* [PROBLEM REQUIREMENTS]:
Rewrite everything from the start of the rows down through the line containing "column 198, row 108", swapping "clenched hand" for "closed fist" and keeping all else unchanged.

Source data:
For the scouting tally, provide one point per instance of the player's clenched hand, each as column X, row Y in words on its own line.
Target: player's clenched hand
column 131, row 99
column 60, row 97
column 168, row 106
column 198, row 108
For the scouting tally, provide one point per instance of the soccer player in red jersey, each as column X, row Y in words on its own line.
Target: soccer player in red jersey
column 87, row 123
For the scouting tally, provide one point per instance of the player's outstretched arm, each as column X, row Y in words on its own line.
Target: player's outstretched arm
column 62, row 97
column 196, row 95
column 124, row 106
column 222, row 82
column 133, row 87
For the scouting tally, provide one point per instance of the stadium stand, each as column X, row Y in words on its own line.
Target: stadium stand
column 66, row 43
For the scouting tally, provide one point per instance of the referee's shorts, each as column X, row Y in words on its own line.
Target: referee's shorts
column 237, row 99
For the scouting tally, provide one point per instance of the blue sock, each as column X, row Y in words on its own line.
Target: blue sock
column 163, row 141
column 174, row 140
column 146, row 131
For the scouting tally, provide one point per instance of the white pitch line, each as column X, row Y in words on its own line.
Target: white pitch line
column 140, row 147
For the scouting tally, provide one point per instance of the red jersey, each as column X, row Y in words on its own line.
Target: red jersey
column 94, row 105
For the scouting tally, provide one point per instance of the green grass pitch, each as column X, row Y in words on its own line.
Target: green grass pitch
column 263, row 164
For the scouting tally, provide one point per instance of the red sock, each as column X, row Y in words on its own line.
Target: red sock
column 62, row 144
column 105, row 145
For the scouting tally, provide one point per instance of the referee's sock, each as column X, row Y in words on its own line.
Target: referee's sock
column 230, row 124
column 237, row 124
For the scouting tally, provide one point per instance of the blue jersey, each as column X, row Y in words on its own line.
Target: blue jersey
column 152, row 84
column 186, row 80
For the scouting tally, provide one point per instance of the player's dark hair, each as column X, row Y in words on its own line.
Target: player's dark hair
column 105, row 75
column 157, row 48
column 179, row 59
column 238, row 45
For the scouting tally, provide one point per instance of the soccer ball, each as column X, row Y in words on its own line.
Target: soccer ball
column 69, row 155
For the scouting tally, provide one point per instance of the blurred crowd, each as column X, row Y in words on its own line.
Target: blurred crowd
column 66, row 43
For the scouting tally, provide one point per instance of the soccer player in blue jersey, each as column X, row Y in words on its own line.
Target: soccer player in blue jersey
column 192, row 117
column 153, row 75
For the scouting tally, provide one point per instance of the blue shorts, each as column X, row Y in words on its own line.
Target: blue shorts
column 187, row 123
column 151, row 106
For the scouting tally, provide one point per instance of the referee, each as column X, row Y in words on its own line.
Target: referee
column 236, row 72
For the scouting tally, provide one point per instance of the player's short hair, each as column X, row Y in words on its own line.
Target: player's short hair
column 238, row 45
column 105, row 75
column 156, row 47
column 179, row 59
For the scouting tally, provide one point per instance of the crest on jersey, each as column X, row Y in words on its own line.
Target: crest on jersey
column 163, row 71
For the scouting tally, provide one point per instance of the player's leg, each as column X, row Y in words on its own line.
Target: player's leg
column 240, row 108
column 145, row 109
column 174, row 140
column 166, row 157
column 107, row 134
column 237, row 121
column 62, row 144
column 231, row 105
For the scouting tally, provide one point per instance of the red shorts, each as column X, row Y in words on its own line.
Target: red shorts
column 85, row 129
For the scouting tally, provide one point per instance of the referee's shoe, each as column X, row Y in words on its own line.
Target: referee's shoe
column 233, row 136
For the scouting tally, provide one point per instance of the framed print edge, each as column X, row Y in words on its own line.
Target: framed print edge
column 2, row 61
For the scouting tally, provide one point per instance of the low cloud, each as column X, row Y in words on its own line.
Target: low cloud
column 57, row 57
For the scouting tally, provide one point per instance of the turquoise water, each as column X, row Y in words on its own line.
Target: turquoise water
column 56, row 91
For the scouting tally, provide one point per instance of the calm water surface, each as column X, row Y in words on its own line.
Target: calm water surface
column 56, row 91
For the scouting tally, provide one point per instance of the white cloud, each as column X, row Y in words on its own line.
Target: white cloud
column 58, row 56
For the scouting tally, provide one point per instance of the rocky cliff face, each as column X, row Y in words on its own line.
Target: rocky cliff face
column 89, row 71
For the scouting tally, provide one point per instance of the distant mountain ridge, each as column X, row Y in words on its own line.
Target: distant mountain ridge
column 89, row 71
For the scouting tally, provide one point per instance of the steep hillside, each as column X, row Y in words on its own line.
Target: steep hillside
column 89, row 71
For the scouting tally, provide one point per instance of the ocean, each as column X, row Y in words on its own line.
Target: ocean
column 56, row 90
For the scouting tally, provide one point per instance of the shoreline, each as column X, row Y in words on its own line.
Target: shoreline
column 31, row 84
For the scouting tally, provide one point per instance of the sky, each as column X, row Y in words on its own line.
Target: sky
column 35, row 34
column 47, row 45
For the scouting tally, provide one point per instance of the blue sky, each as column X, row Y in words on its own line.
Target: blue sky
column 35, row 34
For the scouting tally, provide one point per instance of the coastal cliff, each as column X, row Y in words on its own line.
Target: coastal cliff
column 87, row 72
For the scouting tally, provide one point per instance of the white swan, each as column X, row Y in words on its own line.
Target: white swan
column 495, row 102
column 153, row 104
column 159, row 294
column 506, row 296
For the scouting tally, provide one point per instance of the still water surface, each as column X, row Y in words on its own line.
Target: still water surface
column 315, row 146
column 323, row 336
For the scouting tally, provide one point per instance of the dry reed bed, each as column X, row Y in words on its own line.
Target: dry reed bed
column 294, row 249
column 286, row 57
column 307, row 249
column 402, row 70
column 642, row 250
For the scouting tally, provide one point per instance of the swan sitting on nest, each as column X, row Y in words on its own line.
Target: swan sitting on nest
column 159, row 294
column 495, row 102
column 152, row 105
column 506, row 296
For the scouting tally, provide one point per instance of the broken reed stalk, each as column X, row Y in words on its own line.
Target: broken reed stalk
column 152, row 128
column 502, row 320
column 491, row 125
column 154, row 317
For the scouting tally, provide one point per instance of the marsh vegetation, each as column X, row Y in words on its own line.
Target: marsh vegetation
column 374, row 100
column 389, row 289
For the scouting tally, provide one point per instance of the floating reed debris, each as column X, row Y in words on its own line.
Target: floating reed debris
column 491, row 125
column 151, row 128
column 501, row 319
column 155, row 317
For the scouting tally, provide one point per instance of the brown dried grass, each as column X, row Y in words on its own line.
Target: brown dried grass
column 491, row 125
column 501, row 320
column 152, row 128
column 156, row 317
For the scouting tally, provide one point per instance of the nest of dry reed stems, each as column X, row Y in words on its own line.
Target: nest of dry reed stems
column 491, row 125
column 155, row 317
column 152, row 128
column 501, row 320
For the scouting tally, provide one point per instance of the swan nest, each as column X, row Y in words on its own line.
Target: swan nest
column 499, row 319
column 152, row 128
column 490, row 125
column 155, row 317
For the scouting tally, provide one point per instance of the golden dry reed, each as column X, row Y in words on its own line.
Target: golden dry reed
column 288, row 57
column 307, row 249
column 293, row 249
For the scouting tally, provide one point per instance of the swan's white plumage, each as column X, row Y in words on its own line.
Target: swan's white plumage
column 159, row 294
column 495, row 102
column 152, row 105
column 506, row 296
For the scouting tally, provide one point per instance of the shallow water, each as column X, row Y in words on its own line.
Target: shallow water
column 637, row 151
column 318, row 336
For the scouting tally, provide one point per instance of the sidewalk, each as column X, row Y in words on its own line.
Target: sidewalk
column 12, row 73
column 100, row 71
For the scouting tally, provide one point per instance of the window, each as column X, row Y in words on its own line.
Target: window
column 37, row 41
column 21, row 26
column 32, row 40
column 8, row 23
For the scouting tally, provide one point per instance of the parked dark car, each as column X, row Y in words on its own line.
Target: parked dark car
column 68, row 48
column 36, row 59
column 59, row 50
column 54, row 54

* [ANSWER]:
For the scouting tally, provide one point per instance of the player's closed fist, each as column X, row Y in words on its own line.
Target: player's closed fist
column 131, row 99
column 60, row 97
column 168, row 106
column 198, row 108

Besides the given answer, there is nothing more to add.